SUPPLIED ENTRIES
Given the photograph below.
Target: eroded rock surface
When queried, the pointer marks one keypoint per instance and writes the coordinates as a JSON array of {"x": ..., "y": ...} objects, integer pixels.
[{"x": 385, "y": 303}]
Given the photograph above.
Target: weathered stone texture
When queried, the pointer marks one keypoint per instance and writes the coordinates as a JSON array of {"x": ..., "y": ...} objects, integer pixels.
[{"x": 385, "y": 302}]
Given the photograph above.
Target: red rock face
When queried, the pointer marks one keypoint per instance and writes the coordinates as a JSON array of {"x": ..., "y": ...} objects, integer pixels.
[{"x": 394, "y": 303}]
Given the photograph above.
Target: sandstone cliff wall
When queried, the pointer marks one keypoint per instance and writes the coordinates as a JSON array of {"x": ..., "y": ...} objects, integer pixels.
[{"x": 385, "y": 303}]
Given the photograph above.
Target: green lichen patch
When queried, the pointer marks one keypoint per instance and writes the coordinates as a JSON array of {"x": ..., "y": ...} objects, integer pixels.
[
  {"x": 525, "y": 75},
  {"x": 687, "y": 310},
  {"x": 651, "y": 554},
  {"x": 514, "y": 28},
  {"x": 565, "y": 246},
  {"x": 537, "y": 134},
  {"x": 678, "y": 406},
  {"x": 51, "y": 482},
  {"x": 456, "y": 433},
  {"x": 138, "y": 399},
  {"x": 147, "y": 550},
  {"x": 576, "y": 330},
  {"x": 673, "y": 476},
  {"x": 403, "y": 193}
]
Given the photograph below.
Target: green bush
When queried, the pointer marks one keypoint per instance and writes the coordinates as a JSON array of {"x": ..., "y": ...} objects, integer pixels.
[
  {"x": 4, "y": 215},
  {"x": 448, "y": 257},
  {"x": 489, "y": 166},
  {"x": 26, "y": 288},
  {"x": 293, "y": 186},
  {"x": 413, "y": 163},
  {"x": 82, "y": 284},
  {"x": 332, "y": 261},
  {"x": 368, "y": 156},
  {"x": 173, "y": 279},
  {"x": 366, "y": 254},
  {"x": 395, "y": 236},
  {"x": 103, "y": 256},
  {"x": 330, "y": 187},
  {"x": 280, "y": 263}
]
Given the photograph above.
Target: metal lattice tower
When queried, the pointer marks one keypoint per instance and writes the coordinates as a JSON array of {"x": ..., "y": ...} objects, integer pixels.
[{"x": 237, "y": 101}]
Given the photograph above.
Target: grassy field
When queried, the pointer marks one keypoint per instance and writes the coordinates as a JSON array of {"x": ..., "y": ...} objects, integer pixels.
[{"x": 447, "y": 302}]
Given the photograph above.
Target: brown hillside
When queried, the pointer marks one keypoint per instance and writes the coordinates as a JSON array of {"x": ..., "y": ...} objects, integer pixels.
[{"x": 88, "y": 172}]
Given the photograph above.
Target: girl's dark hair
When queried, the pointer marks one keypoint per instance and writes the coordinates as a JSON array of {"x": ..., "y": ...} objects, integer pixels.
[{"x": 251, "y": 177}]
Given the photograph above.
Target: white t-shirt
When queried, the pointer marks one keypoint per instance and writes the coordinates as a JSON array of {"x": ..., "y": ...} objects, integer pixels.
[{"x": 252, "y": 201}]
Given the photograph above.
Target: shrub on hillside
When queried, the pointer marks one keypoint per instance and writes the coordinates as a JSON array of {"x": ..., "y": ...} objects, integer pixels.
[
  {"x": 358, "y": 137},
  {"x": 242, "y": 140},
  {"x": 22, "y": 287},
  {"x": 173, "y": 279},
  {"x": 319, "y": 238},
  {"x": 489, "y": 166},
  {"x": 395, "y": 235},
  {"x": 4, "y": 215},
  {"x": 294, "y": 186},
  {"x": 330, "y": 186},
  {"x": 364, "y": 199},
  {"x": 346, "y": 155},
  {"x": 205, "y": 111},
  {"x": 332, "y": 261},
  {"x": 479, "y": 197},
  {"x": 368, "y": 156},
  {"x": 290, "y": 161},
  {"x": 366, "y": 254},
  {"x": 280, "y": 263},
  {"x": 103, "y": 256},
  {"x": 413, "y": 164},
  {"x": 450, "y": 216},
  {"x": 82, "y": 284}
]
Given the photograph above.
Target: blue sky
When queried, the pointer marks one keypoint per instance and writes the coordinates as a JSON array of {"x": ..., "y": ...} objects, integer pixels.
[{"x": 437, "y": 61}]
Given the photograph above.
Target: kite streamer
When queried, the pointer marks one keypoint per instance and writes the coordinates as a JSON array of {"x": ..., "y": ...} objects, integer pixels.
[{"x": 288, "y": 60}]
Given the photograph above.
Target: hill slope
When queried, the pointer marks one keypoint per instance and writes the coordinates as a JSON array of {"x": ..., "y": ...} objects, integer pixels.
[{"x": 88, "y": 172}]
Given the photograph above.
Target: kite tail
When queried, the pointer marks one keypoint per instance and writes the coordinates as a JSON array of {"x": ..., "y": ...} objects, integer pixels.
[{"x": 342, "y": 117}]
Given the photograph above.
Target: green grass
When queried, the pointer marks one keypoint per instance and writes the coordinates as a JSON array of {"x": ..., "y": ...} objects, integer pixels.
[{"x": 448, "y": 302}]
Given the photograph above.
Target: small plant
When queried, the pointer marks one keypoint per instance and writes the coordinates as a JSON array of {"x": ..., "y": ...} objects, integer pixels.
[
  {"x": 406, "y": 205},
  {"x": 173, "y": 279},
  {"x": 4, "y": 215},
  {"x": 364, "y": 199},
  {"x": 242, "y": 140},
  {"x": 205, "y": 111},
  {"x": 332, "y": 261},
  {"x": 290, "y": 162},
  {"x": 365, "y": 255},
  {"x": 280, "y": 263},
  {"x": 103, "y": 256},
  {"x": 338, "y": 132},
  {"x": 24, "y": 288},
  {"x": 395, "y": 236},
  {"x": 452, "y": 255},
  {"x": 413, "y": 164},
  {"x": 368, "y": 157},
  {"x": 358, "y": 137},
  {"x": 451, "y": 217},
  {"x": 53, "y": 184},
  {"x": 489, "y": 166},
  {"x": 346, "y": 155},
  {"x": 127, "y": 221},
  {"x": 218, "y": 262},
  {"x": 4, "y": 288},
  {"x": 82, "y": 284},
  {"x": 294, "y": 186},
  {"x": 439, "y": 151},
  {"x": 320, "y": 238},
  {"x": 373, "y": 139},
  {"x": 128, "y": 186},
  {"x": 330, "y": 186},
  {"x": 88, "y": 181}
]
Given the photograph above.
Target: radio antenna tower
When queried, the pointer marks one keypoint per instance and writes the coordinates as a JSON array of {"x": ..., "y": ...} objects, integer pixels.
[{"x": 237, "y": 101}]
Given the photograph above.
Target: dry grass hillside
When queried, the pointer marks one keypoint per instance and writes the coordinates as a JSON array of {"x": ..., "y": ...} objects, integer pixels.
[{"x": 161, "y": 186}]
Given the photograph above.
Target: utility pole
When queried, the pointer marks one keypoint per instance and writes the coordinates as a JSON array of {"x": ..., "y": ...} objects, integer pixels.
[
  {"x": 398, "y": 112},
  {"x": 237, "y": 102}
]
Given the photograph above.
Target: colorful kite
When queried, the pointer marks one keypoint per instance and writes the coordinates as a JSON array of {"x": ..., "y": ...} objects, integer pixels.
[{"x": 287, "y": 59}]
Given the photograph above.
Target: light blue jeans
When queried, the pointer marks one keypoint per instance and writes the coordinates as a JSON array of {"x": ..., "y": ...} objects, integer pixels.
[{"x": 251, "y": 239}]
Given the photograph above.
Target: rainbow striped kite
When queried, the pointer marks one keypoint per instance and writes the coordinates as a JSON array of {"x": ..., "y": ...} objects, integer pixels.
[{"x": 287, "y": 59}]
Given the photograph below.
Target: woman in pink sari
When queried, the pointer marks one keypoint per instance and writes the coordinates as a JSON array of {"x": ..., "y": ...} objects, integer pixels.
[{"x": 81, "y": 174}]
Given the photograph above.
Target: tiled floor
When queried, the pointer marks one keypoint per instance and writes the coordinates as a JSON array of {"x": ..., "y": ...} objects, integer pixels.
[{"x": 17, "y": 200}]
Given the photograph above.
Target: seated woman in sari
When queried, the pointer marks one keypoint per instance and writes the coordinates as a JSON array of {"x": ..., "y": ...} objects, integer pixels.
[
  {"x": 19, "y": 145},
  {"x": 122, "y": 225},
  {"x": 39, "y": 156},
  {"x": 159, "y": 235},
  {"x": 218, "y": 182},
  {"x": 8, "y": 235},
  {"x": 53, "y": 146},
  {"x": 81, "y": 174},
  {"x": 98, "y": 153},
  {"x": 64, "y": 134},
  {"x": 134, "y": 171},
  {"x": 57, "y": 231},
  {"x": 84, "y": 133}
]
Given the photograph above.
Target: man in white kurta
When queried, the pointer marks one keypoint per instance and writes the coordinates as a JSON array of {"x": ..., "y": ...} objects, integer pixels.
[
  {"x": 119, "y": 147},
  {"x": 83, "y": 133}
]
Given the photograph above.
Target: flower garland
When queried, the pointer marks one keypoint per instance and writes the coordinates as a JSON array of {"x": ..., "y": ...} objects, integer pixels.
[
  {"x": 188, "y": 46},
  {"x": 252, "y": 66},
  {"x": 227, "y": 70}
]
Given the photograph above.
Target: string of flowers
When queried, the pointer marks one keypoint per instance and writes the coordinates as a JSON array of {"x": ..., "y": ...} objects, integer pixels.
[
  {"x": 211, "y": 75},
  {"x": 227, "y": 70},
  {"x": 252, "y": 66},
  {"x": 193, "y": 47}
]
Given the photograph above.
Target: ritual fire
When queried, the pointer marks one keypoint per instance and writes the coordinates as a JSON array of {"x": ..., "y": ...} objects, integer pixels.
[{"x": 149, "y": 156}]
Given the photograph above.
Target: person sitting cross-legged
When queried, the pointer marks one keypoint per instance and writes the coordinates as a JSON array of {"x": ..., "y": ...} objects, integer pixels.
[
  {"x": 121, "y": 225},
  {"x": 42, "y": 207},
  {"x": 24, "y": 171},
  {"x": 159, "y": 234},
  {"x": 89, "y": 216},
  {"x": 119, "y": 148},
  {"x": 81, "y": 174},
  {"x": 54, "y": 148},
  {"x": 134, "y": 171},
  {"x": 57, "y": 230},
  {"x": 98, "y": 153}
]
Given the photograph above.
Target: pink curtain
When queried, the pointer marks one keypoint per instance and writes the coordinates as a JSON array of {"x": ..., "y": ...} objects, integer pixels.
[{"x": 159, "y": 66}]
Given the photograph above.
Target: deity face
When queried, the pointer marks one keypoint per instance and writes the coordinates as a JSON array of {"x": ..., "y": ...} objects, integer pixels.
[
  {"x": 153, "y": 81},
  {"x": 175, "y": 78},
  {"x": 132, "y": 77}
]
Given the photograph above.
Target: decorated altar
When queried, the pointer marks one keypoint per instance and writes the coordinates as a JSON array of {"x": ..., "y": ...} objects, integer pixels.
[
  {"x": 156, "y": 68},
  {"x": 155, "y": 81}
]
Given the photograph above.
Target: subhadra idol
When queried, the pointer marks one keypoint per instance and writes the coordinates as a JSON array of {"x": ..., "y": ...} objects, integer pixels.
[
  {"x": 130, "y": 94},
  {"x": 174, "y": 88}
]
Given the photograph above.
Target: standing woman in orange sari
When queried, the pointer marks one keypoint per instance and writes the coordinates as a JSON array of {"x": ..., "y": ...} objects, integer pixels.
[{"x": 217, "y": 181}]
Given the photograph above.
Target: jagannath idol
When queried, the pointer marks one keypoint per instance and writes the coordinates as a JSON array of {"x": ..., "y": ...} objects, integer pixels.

WHAT IS EXPECTED
Locate every line in the rows above that contains the string "idol", matching case, and copy each of those lines.

RESPONSE FOR THIS EXERCISE
Target: subhadra idol
Target: jagannath idol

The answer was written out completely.